• Given passage:
******

The geometry is also needed on the GPU, with all material and surface properties.

Opticks : Translates G4 Optical Physics to CUDA/OptiX

OptiX : single-ray programming model -> line-by-line translation

CUDA Ports of Geant4 classes

G4Cerenkov (only generation loop)
G4Scintillation (only generation loop)
G4OpAbsorption
G4OpRayleigh
G4OpBoundaryProcess (only a few surface types)

Modify Cherenkov + Scintillation Processes

collect genstep, copy to GPU for generation
avoids copying millions of photons to GPU

Scintillator Reemission

fraction of bulk absorbed "reborn" within same thread
wavelength generated by reemission texture lookup

Opticks (OptiX/Thrust GPU interoperation)

OptiX : upload gensteps
Thrust : seeding, distribute genstep indices to photons
OptiX : launch photon generation and propagation
Thrust : pullback photons that hit PMTs
Thrust : index photon step sequences (optional)

******

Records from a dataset
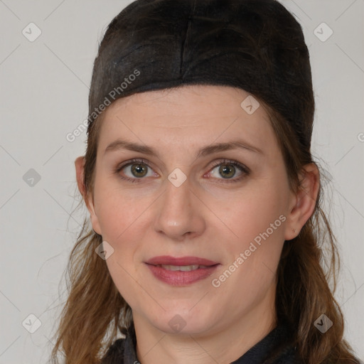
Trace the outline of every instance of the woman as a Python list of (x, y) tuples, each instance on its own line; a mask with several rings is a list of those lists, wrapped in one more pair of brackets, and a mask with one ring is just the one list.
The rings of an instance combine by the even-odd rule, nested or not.
[(75, 166), (92, 228), (55, 363), (60, 348), (72, 364), (358, 363), (320, 265), (325, 236), (332, 274), (337, 253), (309, 56), (282, 5), (133, 2), (100, 46), (89, 104)]

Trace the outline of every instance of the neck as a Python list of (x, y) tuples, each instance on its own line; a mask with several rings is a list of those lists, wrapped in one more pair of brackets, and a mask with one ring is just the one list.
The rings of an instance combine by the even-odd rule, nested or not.
[(196, 334), (164, 332), (134, 312), (139, 360), (141, 364), (232, 363), (277, 326), (272, 298), (274, 295), (267, 294), (243, 317), (233, 317), (223, 325)]

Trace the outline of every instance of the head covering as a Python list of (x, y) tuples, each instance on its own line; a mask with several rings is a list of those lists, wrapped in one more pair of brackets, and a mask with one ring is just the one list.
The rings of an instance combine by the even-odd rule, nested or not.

******

• Directive 1:
Using the Opticks excerpt, decide whether each statement agrees with it. (a) The G4Cerenkov port covers only the generation loop. (b) The G4OpBoundaryProcess port handles every surface type. (c) Thrust launches photon generation and propagation. For each one, answer yes or no and quote the deciding words.
• Directive 2:
Condense the block of the Opticks excerpt that begins "Modify Cherenkov + Scintillation Processes" into a single sentence, keeping its main facts.
• Directive 3:
Return the lines of the Opticks excerpt starting with "Scintillator Reemission" and going on through "(OptiX/Thrust GPU interoperation)".

• Written solution 1:
(a) Yes: "G4Cerenkov (only generation loop)"
(b) No: "G4OpBoundaryProcess (only a few surface types)"
(c) No: "OptiX : launch photon generation and propagation"

• Written solution 2:
The Cherenkov and scintillation processes are modified to collect gensteps and copy them to the GPU for generation, which avoids copying millions of photons to the GPU.

• Written solution 3:
Scintillator Reemission

fraction of bulk absorbed "reborn" within same thread
wavelength generated by reemission texture lookup

Opticks (OptiX/Thrust GPU interoperation)